*** RECORDS TO PROCESS ***

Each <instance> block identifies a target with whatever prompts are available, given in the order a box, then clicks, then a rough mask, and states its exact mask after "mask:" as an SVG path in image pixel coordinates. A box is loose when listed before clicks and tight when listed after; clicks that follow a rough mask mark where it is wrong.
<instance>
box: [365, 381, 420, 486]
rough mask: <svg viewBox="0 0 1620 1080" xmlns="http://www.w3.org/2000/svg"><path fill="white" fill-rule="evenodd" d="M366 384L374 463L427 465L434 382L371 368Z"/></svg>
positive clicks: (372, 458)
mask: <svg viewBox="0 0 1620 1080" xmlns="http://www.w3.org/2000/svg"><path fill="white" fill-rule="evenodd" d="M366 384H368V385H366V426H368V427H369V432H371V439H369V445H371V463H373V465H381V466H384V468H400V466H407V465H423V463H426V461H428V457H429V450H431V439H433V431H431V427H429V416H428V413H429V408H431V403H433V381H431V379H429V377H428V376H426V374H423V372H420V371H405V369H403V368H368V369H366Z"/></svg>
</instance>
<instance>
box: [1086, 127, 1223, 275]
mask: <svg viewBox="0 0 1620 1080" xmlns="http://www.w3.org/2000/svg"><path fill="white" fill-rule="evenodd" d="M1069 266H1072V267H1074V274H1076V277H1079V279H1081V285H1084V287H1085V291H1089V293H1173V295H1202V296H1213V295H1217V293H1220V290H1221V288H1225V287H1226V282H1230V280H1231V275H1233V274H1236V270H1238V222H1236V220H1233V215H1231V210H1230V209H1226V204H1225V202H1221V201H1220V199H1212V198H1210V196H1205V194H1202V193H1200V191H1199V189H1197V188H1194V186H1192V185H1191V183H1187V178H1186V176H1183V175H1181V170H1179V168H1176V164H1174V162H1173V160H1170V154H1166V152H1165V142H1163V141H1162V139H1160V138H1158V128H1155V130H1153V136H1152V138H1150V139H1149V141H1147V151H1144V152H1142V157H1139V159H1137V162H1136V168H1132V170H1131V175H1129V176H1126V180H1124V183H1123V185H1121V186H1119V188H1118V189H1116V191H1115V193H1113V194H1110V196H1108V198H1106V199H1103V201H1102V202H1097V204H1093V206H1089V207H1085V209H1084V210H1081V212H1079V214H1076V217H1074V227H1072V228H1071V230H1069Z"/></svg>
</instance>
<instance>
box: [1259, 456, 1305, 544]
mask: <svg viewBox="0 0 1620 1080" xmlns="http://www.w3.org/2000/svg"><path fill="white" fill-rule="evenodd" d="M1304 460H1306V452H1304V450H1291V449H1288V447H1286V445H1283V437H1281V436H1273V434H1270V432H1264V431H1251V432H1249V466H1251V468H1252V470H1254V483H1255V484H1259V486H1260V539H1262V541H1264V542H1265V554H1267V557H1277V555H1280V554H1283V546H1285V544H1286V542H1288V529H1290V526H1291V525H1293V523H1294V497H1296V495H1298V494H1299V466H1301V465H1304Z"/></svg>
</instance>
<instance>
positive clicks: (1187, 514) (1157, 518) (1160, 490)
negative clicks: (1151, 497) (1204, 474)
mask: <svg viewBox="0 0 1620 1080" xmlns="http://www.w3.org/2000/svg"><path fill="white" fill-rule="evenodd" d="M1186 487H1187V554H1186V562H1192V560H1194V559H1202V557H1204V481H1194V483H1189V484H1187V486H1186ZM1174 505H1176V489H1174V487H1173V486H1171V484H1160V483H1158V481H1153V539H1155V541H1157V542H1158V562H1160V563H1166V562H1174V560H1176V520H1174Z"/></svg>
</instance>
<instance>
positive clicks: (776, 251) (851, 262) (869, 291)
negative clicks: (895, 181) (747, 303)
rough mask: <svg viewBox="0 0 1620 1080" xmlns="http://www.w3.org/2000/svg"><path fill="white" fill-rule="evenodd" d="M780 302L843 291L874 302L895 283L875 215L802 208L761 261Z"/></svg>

***

_WORK INSTRUCTIONS_. If a line in the records includes the string "rough", copy it.

_EXERCISE RESPONSE_.
Each <instance> block identifies a target with whatever prompts are available, given in the order a box, then clicks, then a rough mask, and states its exact mask after "mask:" as an SVG path in image pixel coordinates. A box is loose when listed before clicks and tight when listed after; clicks that follow a rough mask mark where it is wrong.
rough mask: <svg viewBox="0 0 1620 1080" xmlns="http://www.w3.org/2000/svg"><path fill="white" fill-rule="evenodd" d="M366 384L374 463L427 465L434 382L371 368Z"/></svg>
rough mask: <svg viewBox="0 0 1620 1080" xmlns="http://www.w3.org/2000/svg"><path fill="white" fill-rule="evenodd" d="M780 302L843 291L874 302L895 283L875 215L802 208L761 261Z"/></svg>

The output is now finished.